Excerpt to read:
++++

Scot Storm:Yeah. So you're right. And yeah. So I spent from from the first wind to the second wind, I would say I've I've gotten into more more field studies. I'll spend more time in the field.
Scot Storm:For instance, like the spring migration, I'll I'll spend, you know, week here, week here up in South Dakota when I call the ducks kind of a captured audience because they'll spend some time in the pond, and and you could put as as an example of canvasbacks, which is one of my favorite ducks. They're constantly kinda getting up and chasing and going around the pond and landing again, and you throw a couple decoys out there that some of the divers still do respond to decoys at that time of year. So you've gotta you'll have hours of shooting photos.
Katie Burke:Okay.
Scot Storm:Whereas in the fall or some, you know, other times, you might get a a fleeting shot of a of one of those flocks as as they go by. So you you get a little bit more of a captured audience. So that's something I do a lot of, and that's with anything.
Katie Burke:Yeah. They're comfortable. They're not they're not worried about getting shot at at that time. So
Scot Storm:Yeah. And so I do that I do that with I do a lot of white tail gear. I do, you know, everything from well, everything.
Katie Burke:Yeah.
Scot Storm:I've spent time up on in Alaska taking on a photo journey for brown bear, you know, on the salmon run. I used to make it called for commissions and things like that. So I I guess the difference now is I I just spend more time doing my research. And the the change from when I first won to is also in I I feel like my technique is constantly evolving. I if I ever get to a point where I I think, you know, this this is a perfect painting, I'm I might as well crip because I'll never do that again, and I've never even been close to that.

++++

Recorded data:

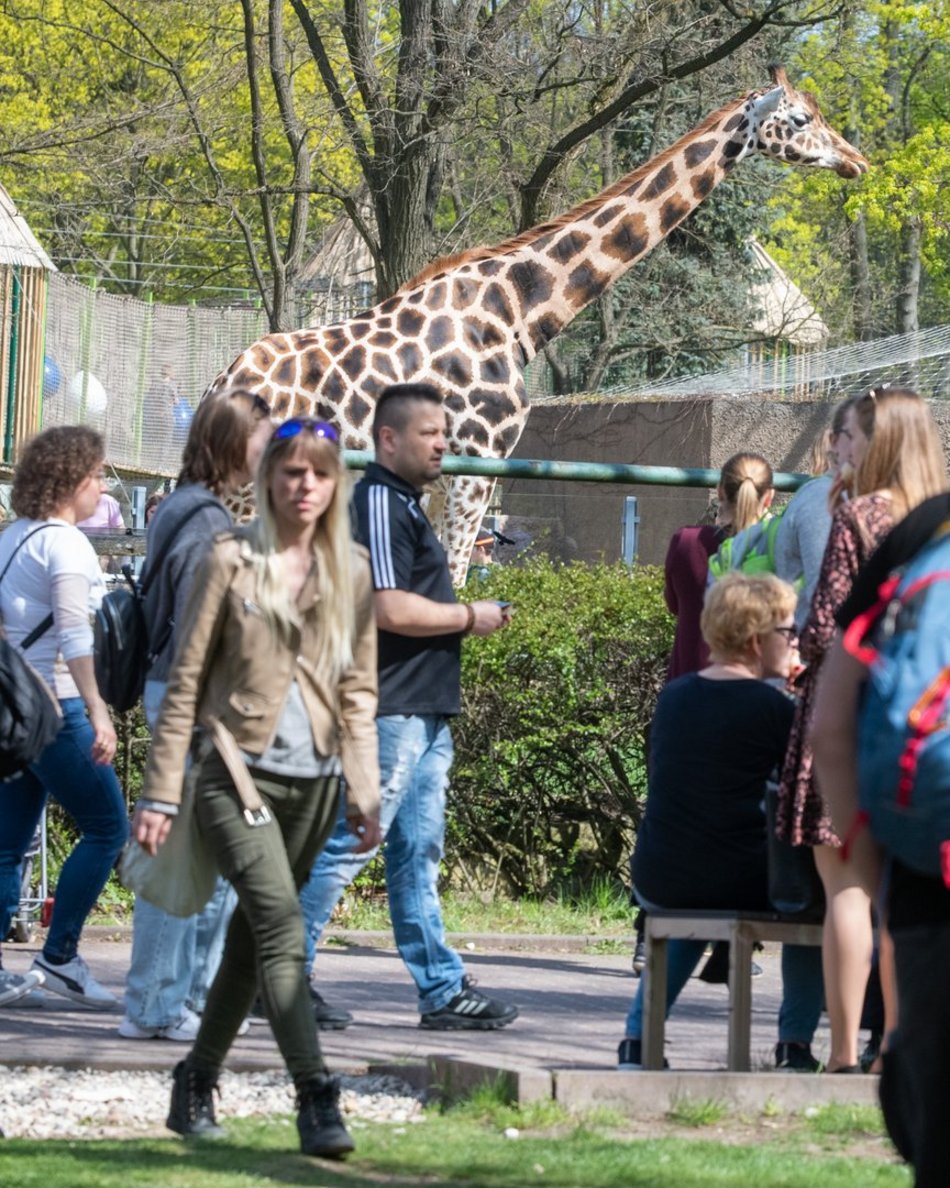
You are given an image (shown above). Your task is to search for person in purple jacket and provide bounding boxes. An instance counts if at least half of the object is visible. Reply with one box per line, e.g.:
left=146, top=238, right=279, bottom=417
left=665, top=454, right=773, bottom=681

++++

What you will do:
• 1. In the interview transcript, retype the passage that begins at the words "Katie Burke:Yeah. They're" and stops after the words "from well, everything.".
• 2. According to the interview transcript, which duck does Scot Storm name as one of his favorites?
• 3. List every kind of animal that Scot Storm names in the interview transcript.

Responses by task:
• 1.
Katie Burke:Yeah. They're comfortable. They're not they're not worried about getting shot at at that time. So
Scot Storm:Yeah. And so I do that I do that with I do a lot of white tail gear. I do, you know, everything from well, everything.

• 2. Canvasbacks

• 3. ducks, canvasbacks, divers, white tail, brown bear, salmon